** START Quoted text **
So, imho, fishtest is not a proper thing to decide whether it's good to have it at all or enchance it in some ways.

pb00068 · 2017-12-18T09:43:56Z

@mcostalba
Hi Marco,

on Feb 12, 2014 you (re)-inserted verification-search without [0,5] test. From that I deduct that verification-search by itself as whole thing is indeed considered a bug fix.
Well, I see my patch as a kind of bugfix too, because in my eyes it's merely a valid alternative to the existing one ;-)

Please allow me to foreplay you following hypothetical scenario:
-verification search itself can be removed with [-3;1] as proven by Joost recently
-let's stick to standard rules once again and remove verification
-community will of course begin to complain again and demand a fix
-now instead to simply revert, we have a choice between two fixes:

1. The old verification search
PROS:
-requires very few lines of code (essentially 6 lines) and is easy to understand
-solves reliably basic zugzwang motif's consisting of just one forced 'worsening' move.
CONS:
by not avoiding recursive use of null move pruning during verification, it suffers in detecting
zugzwang problems which span over several 'worsening' moves. They just get solved by
accidental circumstances such as high depths (so verification is recalled recursively too) or
other nmp-conditions not being meet anymore in subsequent plies, ...

2. The proposed patch
CONS:
needs 's about 11 new lines more than the other. Surely that's a lot,
and the implementation looks not very elegant but
PROS:
-the concept behind is pretty simple and sound IMHO:
suppress null-move-pruning on the very next plies for the concerning side to move.
-it solves complex zugzwang situations effectively better than the other.

Which solution is better in the end is a matter of taste IMO.

I understand that in your role as a maintainer you always have to pinpoint at the governing rules and have to be reluctant and skeptical about such a patch. I fully respect the guidelines and I agree that they are the pillars for success. Solely I don't think the standard rules are the proper tool to take a correct decision on this specific case, I also don't think commiting this patch would open a new can of worms, but of course it's not up to me to judge the consequences ;-)

Vizvezdenec · 2017-12-18T10:48:27Z

Also intuitively speaking this patch should scale better with longer TC because it mostly is effective in endgame.
** END Quoted text **
** START Data listing **
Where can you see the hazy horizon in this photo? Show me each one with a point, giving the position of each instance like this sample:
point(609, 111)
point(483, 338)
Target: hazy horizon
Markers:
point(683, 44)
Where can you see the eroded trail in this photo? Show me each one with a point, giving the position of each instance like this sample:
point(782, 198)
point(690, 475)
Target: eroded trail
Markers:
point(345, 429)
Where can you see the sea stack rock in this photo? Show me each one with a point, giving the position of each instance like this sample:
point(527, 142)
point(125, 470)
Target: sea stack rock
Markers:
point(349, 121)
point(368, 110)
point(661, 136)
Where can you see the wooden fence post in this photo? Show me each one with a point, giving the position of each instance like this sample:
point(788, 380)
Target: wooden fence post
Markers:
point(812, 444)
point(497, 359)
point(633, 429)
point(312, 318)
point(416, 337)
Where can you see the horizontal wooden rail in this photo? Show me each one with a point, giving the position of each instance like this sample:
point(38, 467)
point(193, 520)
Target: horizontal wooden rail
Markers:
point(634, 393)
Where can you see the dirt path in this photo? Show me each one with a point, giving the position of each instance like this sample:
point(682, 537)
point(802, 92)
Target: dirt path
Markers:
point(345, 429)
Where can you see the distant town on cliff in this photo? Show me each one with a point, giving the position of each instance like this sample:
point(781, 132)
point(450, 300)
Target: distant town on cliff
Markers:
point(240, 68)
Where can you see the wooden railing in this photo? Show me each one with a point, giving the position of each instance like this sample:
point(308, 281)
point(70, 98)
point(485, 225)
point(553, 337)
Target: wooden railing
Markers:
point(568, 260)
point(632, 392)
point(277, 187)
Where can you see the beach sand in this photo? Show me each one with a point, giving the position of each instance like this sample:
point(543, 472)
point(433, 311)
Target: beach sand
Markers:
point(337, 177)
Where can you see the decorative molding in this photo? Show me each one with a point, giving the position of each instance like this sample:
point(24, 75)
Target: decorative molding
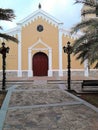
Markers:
point(39, 42)
point(39, 14)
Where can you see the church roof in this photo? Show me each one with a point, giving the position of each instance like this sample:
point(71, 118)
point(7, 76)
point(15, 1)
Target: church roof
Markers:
point(39, 14)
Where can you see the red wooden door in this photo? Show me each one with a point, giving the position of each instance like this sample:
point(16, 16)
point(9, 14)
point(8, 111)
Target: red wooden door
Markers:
point(40, 64)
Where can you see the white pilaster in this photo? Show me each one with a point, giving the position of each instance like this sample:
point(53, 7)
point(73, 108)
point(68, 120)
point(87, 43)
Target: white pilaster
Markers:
point(50, 73)
point(86, 69)
point(29, 63)
point(60, 53)
point(19, 54)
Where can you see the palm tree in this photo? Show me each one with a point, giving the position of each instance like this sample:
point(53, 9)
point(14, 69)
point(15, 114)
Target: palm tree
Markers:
point(7, 15)
point(86, 46)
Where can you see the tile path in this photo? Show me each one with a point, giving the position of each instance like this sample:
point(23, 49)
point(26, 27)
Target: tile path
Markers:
point(42, 106)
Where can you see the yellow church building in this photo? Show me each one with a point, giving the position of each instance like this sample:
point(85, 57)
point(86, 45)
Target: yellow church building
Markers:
point(40, 49)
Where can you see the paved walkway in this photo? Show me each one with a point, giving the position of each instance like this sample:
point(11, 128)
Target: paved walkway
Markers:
point(42, 106)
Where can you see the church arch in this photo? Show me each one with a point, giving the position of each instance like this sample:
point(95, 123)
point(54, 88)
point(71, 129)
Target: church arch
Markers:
point(40, 64)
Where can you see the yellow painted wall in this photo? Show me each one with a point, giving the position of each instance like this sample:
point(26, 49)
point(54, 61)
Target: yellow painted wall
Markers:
point(11, 57)
point(75, 64)
point(30, 36)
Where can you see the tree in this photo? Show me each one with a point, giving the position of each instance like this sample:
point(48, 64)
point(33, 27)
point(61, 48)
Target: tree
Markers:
point(7, 15)
point(85, 47)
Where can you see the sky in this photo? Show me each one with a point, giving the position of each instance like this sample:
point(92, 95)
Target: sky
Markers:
point(64, 10)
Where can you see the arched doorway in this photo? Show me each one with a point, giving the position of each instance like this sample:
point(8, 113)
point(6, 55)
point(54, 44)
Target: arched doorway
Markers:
point(40, 64)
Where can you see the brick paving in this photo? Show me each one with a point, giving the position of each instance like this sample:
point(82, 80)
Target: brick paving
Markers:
point(42, 106)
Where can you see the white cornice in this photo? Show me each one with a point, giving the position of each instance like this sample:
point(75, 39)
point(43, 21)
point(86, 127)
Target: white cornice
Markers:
point(39, 14)
point(68, 33)
point(39, 42)
point(13, 31)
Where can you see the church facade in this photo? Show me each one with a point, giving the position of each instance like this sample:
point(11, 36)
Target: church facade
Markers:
point(40, 49)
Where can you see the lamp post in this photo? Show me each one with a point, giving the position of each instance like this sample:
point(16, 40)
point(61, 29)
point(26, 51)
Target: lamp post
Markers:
point(68, 50)
point(3, 51)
** END Data listing **
→ **Directions**
Quote the forum thread on verification search word for word, starting at "on Feb 12, 2014" and ending at "forced 'worsening' move.". The listing has no connection to the forum thread on verification search.

→ **Reply**
on Feb 12, 2014 you (re)-inserted verification-search without [0,5] test. From that I deduct that verification-search by itself as whole thing is indeed considered a bug fix.
Well, I see my patch as a kind of bugfix too, because in my eyes it's merely a valid alternative to the existing one ;-)

Please allow me to foreplay you following hypothetical scenario:
-verification search itself can be removed with [-3;1] as proven by Joost recently
-let's stick to standard rules once again and remove verification
-community will of course begin to complain again and demand a fix
-now instead to simply revert, we have a choice between two fixes:

1. The old verification search
PROS:
-requires very few lines of code (essentially 6 lines) and is easy to understand
-solves reliably basic zugzwang motif's consisting of just one forced 'worsening' move.